**Task to complete**: Reproduce every one of the records below word for word, leaving nothing out and changing nothing.

**Excerpted data**:
....
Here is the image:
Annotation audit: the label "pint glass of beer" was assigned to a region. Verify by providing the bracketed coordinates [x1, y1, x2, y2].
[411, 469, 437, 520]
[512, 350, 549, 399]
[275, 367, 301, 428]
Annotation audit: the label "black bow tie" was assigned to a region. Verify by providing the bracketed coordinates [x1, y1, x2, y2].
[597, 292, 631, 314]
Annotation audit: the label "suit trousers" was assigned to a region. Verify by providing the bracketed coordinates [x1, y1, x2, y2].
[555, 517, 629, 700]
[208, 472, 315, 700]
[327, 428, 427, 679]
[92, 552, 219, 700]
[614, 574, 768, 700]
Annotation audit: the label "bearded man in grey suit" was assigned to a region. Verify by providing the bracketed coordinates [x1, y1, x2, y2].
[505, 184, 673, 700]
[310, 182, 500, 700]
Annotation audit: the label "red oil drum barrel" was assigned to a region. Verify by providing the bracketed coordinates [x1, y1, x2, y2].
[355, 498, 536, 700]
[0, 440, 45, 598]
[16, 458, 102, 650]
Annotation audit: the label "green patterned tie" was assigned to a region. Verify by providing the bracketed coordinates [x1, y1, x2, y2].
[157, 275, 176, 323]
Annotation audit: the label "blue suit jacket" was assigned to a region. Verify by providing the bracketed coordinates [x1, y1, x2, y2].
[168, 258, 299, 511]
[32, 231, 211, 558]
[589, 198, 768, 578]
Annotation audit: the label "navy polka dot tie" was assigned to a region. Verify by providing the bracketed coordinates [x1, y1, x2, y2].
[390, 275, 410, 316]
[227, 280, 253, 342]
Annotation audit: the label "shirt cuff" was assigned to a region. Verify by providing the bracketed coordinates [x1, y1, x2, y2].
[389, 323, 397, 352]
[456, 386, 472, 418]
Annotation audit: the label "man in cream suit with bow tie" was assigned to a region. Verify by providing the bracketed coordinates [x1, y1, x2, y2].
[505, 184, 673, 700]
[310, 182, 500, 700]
....
**Solution to this exercise**:
Here is the image:
Annotation audit: the label "pint glass of beer" was assigned to a region. Verify by providing the bracketed coordinates [x1, y1, x2, y2].
[411, 469, 437, 520]
[512, 350, 549, 399]
[275, 367, 301, 428]
Annotation audit: the label "black bow tie" was assigned to a region. Verify by providing the bracketed coordinates [x1, y1, x2, y2].
[597, 292, 631, 314]
Annotation audit: the label "suit trousers" was assigned to a region. Verify by providing the bracketed coordinates [x1, y1, x2, y2].
[555, 517, 629, 700]
[208, 472, 315, 700]
[327, 428, 427, 679]
[92, 552, 219, 700]
[614, 574, 768, 700]
Annotation audit: the label "bearded man in grey suit" was assigned to a region. Verify by providing the bracketed coordinates [x1, y1, x2, y2].
[505, 184, 673, 700]
[310, 182, 500, 700]
Annotation audit: the label "red oil drum barrel" was assigned to a region. Verify by providing the bracketed coordinates [x1, y1, x2, y2].
[355, 498, 536, 700]
[0, 440, 45, 598]
[16, 458, 102, 650]
Annotation audit: the label "green patterned tie" was assigned to a region. Verify by providing the bracketed coordinates [x1, y1, x2, y2].
[157, 275, 176, 323]
Annotation audit: the label "blue suit jacket" was assigned to a region. Verify by providing the bracketed coordinates [x1, y1, x2, y2].
[168, 258, 299, 511]
[32, 231, 211, 558]
[589, 198, 768, 578]
Annotation audit: the label "navy polka dot tie" was assigned to a region. Verify by providing the bracketed coordinates [x1, y1, x2, y2].
[390, 275, 410, 316]
[227, 280, 253, 342]
Annotation audit: the label "shirt cuff" was assigned to a region. Verify by providing the bracketed coordinates [x1, y1, x2, y2].
[389, 323, 397, 352]
[456, 386, 472, 418]
Annotation audit: the label "man in cream suit with bow tie" was assigned to a region. Verify by providing the bracketed coordinates [x1, y1, x2, y2].
[505, 184, 673, 700]
[310, 182, 500, 700]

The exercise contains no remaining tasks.